Task requirements:
Reproduce, from the lines below, exactly the stretch that begins at the line containing "Target: man in black coat with sash" and ends at the line containing "Target: black leather shoe", both included.

Data records:
- Opening Delimiter -

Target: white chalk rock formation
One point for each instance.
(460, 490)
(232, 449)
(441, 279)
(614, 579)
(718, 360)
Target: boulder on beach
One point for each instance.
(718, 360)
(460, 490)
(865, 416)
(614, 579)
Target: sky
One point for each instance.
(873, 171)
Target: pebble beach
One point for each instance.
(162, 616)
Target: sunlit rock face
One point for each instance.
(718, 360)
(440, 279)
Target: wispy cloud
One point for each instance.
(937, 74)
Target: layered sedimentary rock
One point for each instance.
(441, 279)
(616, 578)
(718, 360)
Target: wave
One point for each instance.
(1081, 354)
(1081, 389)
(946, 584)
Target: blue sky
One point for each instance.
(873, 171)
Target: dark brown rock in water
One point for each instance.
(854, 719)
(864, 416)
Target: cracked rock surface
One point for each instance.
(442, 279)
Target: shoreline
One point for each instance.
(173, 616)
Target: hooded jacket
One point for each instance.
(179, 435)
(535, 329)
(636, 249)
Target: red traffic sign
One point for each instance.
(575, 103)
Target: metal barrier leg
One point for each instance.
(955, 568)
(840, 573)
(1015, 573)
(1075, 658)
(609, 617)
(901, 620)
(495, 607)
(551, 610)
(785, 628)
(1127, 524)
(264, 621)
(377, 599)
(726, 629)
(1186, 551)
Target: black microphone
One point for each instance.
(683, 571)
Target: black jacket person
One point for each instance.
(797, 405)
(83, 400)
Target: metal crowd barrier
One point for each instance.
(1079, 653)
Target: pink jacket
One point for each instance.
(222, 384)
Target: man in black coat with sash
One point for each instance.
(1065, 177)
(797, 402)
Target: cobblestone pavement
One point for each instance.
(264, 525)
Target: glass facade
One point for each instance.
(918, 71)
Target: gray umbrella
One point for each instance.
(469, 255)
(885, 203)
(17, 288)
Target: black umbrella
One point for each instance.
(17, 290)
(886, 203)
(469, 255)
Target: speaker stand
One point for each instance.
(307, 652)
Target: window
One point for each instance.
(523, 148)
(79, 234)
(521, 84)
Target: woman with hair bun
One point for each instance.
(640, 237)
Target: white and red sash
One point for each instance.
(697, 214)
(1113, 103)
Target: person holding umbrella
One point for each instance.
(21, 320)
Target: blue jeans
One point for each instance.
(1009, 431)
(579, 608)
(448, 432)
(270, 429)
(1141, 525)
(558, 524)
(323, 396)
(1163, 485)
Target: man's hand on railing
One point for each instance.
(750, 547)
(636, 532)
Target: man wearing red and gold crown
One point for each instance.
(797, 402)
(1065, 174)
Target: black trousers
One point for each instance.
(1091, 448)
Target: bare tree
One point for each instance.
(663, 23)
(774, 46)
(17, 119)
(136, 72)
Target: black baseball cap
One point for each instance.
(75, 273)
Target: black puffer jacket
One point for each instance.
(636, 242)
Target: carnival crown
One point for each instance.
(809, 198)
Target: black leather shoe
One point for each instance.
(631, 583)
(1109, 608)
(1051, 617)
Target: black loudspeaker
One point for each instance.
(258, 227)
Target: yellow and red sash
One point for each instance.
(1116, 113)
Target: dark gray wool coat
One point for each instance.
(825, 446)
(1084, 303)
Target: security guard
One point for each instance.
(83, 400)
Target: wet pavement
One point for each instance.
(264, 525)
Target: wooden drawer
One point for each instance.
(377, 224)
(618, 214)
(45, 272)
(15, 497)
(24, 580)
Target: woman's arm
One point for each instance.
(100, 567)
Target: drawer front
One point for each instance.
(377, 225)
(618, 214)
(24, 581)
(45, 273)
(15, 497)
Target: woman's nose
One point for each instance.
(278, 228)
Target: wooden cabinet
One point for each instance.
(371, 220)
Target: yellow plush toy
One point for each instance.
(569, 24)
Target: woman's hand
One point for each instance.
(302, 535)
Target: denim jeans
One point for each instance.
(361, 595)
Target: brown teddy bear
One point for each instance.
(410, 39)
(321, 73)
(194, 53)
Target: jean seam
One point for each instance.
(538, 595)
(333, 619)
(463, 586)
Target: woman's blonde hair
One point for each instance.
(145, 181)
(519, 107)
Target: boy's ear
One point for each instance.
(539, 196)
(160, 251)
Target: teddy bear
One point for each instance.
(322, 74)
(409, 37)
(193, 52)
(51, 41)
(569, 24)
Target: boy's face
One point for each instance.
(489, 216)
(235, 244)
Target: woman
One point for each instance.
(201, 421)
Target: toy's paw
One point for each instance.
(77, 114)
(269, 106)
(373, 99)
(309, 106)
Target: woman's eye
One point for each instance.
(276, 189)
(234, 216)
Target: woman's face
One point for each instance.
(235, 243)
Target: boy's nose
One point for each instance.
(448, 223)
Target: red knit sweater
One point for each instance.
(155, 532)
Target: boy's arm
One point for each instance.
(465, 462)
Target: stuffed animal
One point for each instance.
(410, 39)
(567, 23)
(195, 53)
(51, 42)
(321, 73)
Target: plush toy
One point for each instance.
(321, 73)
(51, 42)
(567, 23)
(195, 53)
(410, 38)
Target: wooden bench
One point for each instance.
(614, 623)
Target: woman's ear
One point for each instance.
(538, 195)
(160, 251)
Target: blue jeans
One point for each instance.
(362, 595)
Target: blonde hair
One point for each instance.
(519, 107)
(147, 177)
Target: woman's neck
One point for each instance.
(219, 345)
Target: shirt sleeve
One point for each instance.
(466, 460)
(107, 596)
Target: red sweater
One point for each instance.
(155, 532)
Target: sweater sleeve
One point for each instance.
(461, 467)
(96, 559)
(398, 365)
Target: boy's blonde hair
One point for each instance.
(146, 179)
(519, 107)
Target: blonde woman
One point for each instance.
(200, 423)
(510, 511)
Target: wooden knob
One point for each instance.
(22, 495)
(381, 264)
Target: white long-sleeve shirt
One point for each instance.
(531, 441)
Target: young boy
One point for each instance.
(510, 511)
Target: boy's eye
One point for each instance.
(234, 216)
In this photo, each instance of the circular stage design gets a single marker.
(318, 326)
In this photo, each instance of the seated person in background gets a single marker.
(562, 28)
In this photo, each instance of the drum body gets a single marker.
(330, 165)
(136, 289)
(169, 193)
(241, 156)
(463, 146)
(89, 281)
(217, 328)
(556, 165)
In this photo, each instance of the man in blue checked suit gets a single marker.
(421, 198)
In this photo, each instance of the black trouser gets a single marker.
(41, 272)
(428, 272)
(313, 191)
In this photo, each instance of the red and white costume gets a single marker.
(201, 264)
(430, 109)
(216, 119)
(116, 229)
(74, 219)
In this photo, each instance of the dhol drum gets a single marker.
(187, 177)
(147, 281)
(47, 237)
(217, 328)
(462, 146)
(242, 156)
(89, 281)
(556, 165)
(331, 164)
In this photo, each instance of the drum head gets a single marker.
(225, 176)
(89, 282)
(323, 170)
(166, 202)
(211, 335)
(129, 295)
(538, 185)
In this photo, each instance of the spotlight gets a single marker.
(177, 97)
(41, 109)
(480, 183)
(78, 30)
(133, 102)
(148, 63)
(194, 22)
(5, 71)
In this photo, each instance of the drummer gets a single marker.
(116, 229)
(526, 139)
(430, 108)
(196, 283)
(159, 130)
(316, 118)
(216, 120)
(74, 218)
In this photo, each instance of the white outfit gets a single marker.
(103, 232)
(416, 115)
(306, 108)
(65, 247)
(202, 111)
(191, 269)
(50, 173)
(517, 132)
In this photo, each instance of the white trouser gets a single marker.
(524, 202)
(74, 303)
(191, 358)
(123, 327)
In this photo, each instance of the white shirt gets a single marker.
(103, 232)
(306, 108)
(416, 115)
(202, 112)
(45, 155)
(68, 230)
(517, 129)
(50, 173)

- Closing Delimiter -

Exercise result:
Target: man in black coat with sash
One point for each instance.
(1065, 177)
(797, 402)
Target: cobblestone pavement
One point for each instance.
(264, 525)
Target: glass facade
One point for each instance.
(918, 71)
Target: gray umbrella
One point for each instance.
(469, 255)
(885, 203)
(17, 288)
Target: black umbrella
One point for each instance.
(17, 290)
(886, 203)
(469, 255)
Target: speaker stand
One point for each instance.
(307, 652)
Target: window
One point for each instance.
(523, 148)
(79, 234)
(521, 84)
Target: woman with hair bun
One point for each instance.
(640, 237)
Target: white and red sash
One point for each instance.
(697, 214)
(1113, 103)
Target: person holding umbrella
One point for each instance.
(21, 320)
Target: blue jeans
One point for each instance.
(1009, 431)
(579, 608)
(448, 432)
(270, 429)
(1141, 525)
(558, 524)
(323, 396)
(1163, 485)
Target: man's hand on railing
One point for each instance.
(750, 547)
(636, 532)
Target: man wearing red and gold crown
One point for each instance.
(797, 402)
(1065, 174)
Target: black trousers
One point for each instance.
(1091, 448)
Target: bare tree
One point for each instance.
(663, 23)
(774, 46)
(17, 119)
(136, 72)
Target: black baseball cap
One point for each instance.
(75, 273)
Target: black puffer jacket
One point for each instance.
(636, 242)
Target: carnival crown
One point for each instance.
(809, 198)
Target: black leather shoe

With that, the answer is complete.